### TEXT SEGMENT

Reviewing this code now, I see a couple of things that I don’t like. First of all, the two creation methods seem odd. Why do we have two of them, and why does the one that comes in with a FileInfo actually turn that into a string and then call the other one? This kind of thing usually suggest some kind of historical tag end that needs cleaning up.

Second, I notice now that ArticleText() returns a default text if the article doesn’t exist, but it turns out that the corresponding method in Article also returns a default. One or the other of these needs to be deleted.

The Refactorer's Dilemma

What should we do? On the one hand, we are here with a somewhat grand goal of cleaning up the ArticleFiler, as I’ll describe in a moment. On the other hand, we see a few things that are making the code more complex. Should we take the opportunity to clean up these items, which might make our larger task easier or smaller? Or should we do the larger task, in hopes that these small tag ends will be easier to remove, or perhaps even disappear as a matter of course?

What is that grand goal? Well, there are two interrelated issues. First of all, I don’t trust the tests and find myself checking the blog pages manually. Second, some parts of the testing are clearly made more difficult by the tight binding of the Article to the ArticleFiler, and of the Filer to a directory. This is certainly why some of my RSS-related tests are turned off at the moment, and I feel intuitively that it is related to my reluctance to write other tests that I need.

### GIVEN DATA
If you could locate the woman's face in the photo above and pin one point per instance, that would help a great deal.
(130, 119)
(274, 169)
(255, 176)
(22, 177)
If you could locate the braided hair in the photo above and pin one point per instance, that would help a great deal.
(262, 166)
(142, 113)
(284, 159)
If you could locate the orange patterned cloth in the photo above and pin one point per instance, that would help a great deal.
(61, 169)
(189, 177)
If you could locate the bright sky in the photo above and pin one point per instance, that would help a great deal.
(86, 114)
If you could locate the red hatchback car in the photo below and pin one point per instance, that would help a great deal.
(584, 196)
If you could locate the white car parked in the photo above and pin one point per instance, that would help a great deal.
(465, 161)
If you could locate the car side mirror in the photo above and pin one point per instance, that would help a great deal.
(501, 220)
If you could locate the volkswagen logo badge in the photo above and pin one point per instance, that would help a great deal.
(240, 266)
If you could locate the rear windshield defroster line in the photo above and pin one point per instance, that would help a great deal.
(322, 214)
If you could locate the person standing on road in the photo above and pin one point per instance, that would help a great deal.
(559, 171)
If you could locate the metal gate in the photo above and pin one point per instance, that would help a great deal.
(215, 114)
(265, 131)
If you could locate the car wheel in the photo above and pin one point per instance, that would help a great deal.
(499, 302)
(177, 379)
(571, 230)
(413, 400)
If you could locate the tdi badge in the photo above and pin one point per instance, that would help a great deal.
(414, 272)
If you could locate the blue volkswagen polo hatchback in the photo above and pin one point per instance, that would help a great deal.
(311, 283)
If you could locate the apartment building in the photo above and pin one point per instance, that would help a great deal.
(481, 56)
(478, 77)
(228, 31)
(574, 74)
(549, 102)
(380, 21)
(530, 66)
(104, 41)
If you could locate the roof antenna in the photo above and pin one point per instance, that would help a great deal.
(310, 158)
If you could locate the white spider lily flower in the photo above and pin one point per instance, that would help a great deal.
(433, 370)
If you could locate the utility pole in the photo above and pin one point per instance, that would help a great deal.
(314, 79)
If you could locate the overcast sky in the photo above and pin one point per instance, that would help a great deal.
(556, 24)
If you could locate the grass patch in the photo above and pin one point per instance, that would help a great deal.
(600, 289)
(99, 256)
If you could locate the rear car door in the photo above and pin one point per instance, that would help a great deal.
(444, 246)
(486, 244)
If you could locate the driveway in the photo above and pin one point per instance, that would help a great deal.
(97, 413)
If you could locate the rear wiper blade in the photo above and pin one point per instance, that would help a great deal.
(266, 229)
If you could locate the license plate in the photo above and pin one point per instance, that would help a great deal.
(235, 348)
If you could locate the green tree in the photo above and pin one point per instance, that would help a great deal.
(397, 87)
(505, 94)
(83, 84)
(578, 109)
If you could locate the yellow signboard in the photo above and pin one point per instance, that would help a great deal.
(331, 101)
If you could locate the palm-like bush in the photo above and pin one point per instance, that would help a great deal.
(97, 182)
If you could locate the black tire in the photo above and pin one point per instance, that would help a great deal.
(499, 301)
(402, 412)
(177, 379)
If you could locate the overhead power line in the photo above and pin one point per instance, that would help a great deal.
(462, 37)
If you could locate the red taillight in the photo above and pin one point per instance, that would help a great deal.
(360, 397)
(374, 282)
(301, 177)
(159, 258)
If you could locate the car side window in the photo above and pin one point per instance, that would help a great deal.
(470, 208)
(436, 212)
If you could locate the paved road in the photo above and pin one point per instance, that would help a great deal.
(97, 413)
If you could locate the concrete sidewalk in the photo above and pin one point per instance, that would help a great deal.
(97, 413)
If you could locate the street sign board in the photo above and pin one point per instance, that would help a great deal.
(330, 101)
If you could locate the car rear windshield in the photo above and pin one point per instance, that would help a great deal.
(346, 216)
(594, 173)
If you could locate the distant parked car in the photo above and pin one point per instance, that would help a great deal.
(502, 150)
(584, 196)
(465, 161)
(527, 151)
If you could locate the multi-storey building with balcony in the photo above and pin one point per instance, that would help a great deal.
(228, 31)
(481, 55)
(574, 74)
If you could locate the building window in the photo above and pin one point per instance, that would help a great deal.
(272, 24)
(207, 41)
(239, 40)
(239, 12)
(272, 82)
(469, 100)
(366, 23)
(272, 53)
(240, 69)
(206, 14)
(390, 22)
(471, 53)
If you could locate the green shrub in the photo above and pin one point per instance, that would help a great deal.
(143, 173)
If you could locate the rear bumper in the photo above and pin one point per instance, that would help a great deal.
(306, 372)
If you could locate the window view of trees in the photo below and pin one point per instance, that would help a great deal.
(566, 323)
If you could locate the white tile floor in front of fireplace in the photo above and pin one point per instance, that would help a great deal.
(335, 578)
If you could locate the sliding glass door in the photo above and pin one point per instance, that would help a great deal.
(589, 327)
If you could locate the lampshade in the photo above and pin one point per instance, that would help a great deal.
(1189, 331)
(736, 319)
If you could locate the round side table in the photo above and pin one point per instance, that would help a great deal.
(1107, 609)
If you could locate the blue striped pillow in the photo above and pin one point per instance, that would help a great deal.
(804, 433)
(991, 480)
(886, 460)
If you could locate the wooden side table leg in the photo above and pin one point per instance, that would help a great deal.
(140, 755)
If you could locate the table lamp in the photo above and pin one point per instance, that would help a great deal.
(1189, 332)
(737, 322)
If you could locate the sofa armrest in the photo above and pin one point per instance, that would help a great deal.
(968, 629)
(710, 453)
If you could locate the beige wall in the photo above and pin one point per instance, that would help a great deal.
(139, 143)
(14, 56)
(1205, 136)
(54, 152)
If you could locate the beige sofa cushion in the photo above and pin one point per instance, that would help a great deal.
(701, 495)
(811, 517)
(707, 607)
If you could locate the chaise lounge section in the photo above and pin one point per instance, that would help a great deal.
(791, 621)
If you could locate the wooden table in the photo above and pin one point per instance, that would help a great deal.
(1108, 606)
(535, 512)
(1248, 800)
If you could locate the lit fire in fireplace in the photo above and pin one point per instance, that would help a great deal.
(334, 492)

### TASK LIST
- a) According to the ArticleFiler text, why are some of the RSS-related tests turned off? Answer in one to three sentences.
- b) Pull out every line of the entries that contains the word "blue".

### THE ANSWERS
- a) Some parts of the testing are made more difficult by the tight binding of the Article to the ArticleFiler and of the Filer to a directory. The text says this binding is certainly why some RSS-related tests are currently turned off.

- b)
If you could locate the blue volkswagen polo hatchback in the photo above and pin one point per instance, that would help a great deal.
If you could locate the blue striped pillow in the photo above and pin one point per instance, that would help a great deal.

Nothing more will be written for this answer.